• _Material provided_:
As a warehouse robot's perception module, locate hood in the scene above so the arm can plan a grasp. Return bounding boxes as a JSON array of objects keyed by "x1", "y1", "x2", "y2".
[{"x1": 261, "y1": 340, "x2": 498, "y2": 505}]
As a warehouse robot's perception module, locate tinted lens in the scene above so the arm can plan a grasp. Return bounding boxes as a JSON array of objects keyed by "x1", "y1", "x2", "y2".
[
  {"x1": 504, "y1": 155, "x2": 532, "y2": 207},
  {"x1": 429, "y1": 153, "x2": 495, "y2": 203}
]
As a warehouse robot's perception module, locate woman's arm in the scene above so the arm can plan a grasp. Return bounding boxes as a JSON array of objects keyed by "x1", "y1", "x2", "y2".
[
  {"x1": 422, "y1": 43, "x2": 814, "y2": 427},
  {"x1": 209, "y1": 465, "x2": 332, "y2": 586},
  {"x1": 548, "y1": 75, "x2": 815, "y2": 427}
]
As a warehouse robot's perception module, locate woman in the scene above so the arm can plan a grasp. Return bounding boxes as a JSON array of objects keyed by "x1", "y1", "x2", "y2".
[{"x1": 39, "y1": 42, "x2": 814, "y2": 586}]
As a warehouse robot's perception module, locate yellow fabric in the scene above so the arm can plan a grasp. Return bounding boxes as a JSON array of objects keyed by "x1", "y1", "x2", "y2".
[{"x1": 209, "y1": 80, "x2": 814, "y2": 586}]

• _Short exercise_: Please return every one of the entries above word for word, changing nothing.

• _Expected answer_:
As a warehouse robot's perception module, locate hood in the scene above so the arm can plan a grasp. Return bounding boxes as a JSON array of objects keyed by "x1", "y1", "x2", "y2".
[{"x1": 261, "y1": 340, "x2": 498, "y2": 505}]
As a warehouse robot's perception module, locate tinted lens in the scene above so the arm can plan a grasp. Return bounding boxes as a JSON array of objects keyed by "x1", "y1", "x2", "y2".
[
  {"x1": 504, "y1": 155, "x2": 532, "y2": 207},
  {"x1": 429, "y1": 153, "x2": 495, "y2": 203}
]
As a warehouse robot's perception module, locate woman's arm in the scene above so the arm can plan a grasp. Return bounding boxes as a JSON array of objects keyed by "x1", "y1", "x2", "y2".
[
  {"x1": 422, "y1": 43, "x2": 814, "y2": 427},
  {"x1": 209, "y1": 465, "x2": 332, "y2": 586},
  {"x1": 548, "y1": 75, "x2": 815, "y2": 427}
]
As a warehouse robot's perception module, locate woman in the scene above so the arm can plan a grasp. Return bounding boxes as a JSON array of objects keyed by "x1", "y1", "x2", "y2".
[{"x1": 39, "y1": 42, "x2": 814, "y2": 586}]
As a warehouse robot's perception module, locate yellow fabric in the scene above so the arm can plan a grasp. Return bounding boxes as a JSON array of objects keyed by "x1", "y1", "x2", "y2".
[{"x1": 209, "y1": 80, "x2": 814, "y2": 586}]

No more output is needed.